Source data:
+++

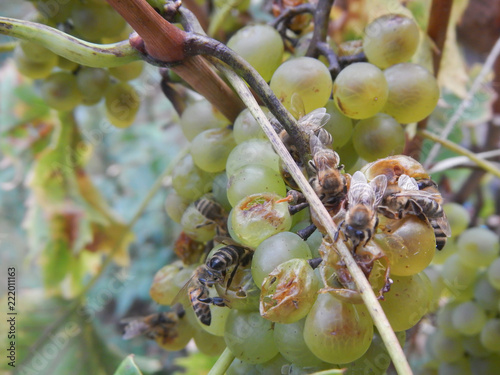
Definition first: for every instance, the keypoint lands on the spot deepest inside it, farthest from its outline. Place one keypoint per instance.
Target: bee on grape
(406, 198)
(361, 217)
(197, 289)
(161, 327)
(214, 213)
(231, 255)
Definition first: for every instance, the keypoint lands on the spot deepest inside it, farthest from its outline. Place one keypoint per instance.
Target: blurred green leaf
(128, 367)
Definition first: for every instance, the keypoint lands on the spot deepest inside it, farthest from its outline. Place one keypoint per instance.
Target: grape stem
(362, 283)
(486, 165)
(223, 362)
(69, 47)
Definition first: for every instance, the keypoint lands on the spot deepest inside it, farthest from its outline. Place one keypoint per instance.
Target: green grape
(444, 348)
(209, 344)
(460, 367)
(258, 217)
(413, 92)
(449, 249)
(128, 71)
(168, 281)
(253, 151)
(250, 337)
(478, 247)
(261, 46)
(314, 240)
(60, 91)
(275, 250)
(486, 366)
(178, 341)
(239, 367)
(348, 155)
(360, 90)
(390, 39)
(486, 296)
(444, 322)
(378, 137)
(31, 69)
(289, 292)
(92, 21)
(458, 217)
(289, 339)
(196, 226)
(253, 179)
(122, 103)
(245, 126)
(198, 117)
(490, 335)
(410, 247)
(457, 276)
(211, 148)
(493, 273)
(273, 366)
(305, 76)
(219, 190)
(468, 318)
(408, 300)
(66, 64)
(376, 360)
(92, 83)
(175, 205)
(337, 332)
(339, 126)
(189, 181)
(474, 347)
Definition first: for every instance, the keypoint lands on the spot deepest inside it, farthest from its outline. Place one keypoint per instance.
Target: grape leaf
(128, 367)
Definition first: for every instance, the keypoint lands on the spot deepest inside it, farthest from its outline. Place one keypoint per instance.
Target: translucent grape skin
(305, 76)
(275, 250)
(478, 247)
(261, 46)
(122, 103)
(413, 92)
(337, 332)
(211, 148)
(289, 339)
(360, 90)
(250, 337)
(390, 39)
(258, 217)
(378, 137)
(253, 179)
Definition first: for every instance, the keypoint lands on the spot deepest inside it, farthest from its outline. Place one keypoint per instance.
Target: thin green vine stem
(69, 47)
(77, 302)
(223, 362)
(367, 294)
(486, 165)
(7, 47)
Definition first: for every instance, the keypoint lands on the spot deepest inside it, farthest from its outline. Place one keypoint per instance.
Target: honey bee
(160, 326)
(228, 256)
(361, 217)
(213, 212)
(407, 199)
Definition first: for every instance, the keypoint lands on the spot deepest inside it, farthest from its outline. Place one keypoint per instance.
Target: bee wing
(406, 182)
(297, 108)
(358, 178)
(379, 184)
(134, 327)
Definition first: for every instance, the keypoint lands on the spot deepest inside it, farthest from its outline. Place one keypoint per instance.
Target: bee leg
(306, 232)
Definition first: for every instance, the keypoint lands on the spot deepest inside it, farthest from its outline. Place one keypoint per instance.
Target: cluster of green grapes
(65, 83)
(467, 276)
(287, 315)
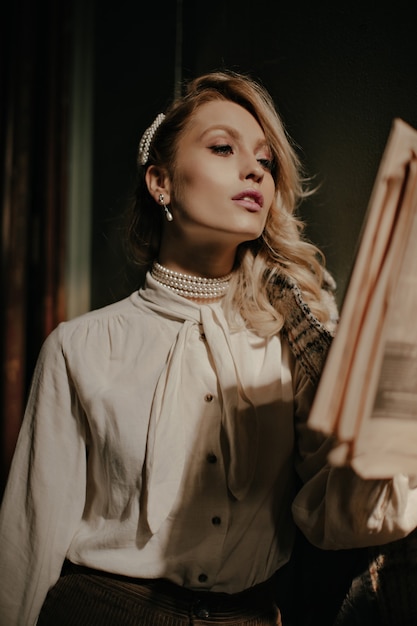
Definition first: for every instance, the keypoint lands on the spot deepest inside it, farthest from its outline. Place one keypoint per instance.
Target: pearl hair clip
(148, 135)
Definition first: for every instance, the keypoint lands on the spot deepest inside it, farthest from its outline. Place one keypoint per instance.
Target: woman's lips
(250, 199)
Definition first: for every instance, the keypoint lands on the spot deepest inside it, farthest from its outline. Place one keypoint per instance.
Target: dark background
(339, 75)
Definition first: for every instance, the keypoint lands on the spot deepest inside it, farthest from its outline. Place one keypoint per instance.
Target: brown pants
(84, 597)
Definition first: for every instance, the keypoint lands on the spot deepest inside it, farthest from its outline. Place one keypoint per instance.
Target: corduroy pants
(84, 597)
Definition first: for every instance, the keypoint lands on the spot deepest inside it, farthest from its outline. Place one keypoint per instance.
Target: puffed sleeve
(45, 493)
(337, 509)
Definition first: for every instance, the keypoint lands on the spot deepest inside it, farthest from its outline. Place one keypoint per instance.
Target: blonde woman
(164, 461)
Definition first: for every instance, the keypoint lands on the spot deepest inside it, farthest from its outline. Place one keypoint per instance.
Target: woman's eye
(267, 164)
(223, 149)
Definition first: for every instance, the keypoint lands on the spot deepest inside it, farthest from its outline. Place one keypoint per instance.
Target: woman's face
(224, 185)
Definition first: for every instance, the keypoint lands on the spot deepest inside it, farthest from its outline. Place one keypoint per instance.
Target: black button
(201, 609)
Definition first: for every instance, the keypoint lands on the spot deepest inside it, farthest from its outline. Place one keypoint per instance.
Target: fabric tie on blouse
(165, 457)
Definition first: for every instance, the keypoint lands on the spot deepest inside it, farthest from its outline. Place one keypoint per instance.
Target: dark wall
(339, 76)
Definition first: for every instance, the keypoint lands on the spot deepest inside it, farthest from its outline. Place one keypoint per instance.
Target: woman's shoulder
(113, 319)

+++

[REQUIRED WORK] The answer must match the entries above line for line, with the pictures dropped.

[YOUR SOLUTION]
Definition first: for every instance, the keypoint lands on the spot deepest inside it, farthest from its outline. Place one keypoint per instance.
Target: bee on grape
(406, 198)
(361, 217)
(197, 289)
(161, 327)
(214, 213)
(231, 255)
Definition first: for every instance, the keypoint lands on the spot deepest inside it, farthest from its outline. Place one keypoint per instance.
Target: blurred green leaf
(128, 367)
Definition first: for every instance, the keypoint lands on the spot deepest inside it, farthest from its outline. Place one keypoint per instance.
Target: grape stem
(362, 283)
(486, 165)
(223, 362)
(69, 47)
Definition first: for every instance, the keypoint lands on the spot deepest inside it, farthest from its outline. Place one keypoint per instance.
Target: green grape
(444, 348)
(209, 344)
(460, 367)
(258, 217)
(413, 92)
(449, 249)
(128, 71)
(168, 281)
(253, 151)
(250, 337)
(478, 247)
(261, 46)
(314, 240)
(60, 91)
(275, 250)
(486, 366)
(178, 341)
(239, 367)
(348, 155)
(360, 90)
(390, 39)
(486, 296)
(444, 322)
(378, 137)
(31, 69)
(289, 292)
(92, 21)
(458, 217)
(289, 339)
(196, 226)
(253, 179)
(122, 103)
(245, 126)
(198, 117)
(490, 335)
(410, 247)
(457, 276)
(211, 148)
(493, 273)
(273, 366)
(305, 76)
(219, 190)
(468, 318)
(408, 300)
(66, 64)
(376, 360)
(92, 83)
(175, 205)
(337, 332)
(339, 126)
(189, 181)
(474, 347)
Definition first: for every instance, the keypoint lands on the spot deepest inside it, farthest from its outline. Place one keypoint per instance.
Target: grape leaf
(128, 367)
Definition first: for every instance, the keypoint lands on the spot deepest inside it, farthest from its outline. Place one keypoint per instance.
Target: translucent grape skin
(305, 76)
(275, 250)
(478, 247)
(261, 46)
(122, 103)
(413, 92)
(337, 332)
(211, 148)
(289, 339)
(360, 90)
(250, 337)
(390, 39)
(258, 217)
(378, 137)
(253, 179)
Definition first: for every instance, the keypoint lands on the spot deepest inside it, farthest from its outline. Place one keypoint per instance.
Target: thin green vine stem
(69, 47)
(77, 302)
(223, 362)
(367, 294)
(486, 165)
(7, 47)
Definition first: for every instance, the keypoint lands on the spot deepest inside it, farthest from its outline. Place one keypoint per instance.
Target: honey bee
(160, 326)
(228, 256)
(361, 217)
(213, 212)
(407, 199)
Definition first: for every instance, the keypoint lands on the spot deepest inside it, farthest from its outline. Place one keypoint per instance.
Target: bee wing
(406, 182)
(297, 108)
(358, 178)
(379, 184)
(134, 327)
Definition first: for every instance, the keypoint lands on the spot deepest inside it, farthest from its outline. Place one keypoint per instance.
Target: bee leg
(306, 232)
Definition first: for every instance, the keypoint lands on the spot deepest inside it, farthest from its outline. Place one keypoint per instance.
Target: cluster of green grapes
(65, 83)
(467, 276)
(287, 315)
Definition first: for every instance, the keypoint lands on the spot deepest inside it, farthest from its outline. Place one keypoint per instance.
Target: pearl hair clip
(148, 135)
Definition first: for every instance, the keypoint lands on the spot deepest inside it, farthest from its outline. Place one keypoint per instance.
Target: woman's lips
(250, 199)
Definition first: for every instance, the keypoint lands on the spot deepest inside it, farthest from its outline. Place one keypoint per instance.
Target: dark background
(339, 75)
Definition first: for every instance, the keypoint lands on the spot deepest inside it, farthest from its outline. Place one keypoint per instance.
Target: brown pants
(84, 597)
Definition first: for every instance, the keypoint lands on the spot deepest inside it, farthest from its outline. Place one keypoint per instance.
Target: corduroy pants
(84, 597)
Definition first: for every instance, the keypoint lands on the spot deepest inside it, farthest from its outline. Place one keypoint per instance.
Target: puffed sleeve
(45, 493)
(337, 509)
Definition first: for every instance, the keypoint lands on the spot deepest inside it, farthest from its outline. Place one keypoint per instance.
Target: blonde woman
(164, 461)
Definition first: for every instance, the keypoint lands on the spot deepest inside it, farthest from its outline. Place one keypoint per instance.
Target: woman's eye
(267, 164)
(223, 149)
Definition first: for every instance, the keypoint lands on the spot deepest inside it, farthest from its outline. Place one keypoint per instance.
Target: woman's face
(224, 185)
Definition first: for every instance, the keypoint lands on the spot deepest inside it, farthest from its outline. Place one keypoint per instance.
Target: black button
(201, 609)
Definition first: for every instance, the keypoint lands on the spot deepest inside it, farthest from its outline. Place one keypoint per instance.
Target: fabric tie on blouse
(165, 457)
Definition first: for every instance, the keypoint lands on the spot deepest inside it, farthest from its outline. Place one keypoint per instance.
Target: dark wall
(339, 76)
Definition first: for every instance, the keypoint lands on the spot deepest inside it, farthest from its outline. Place one keypoint per instance.
Target: woman's shoulder
(113, 319)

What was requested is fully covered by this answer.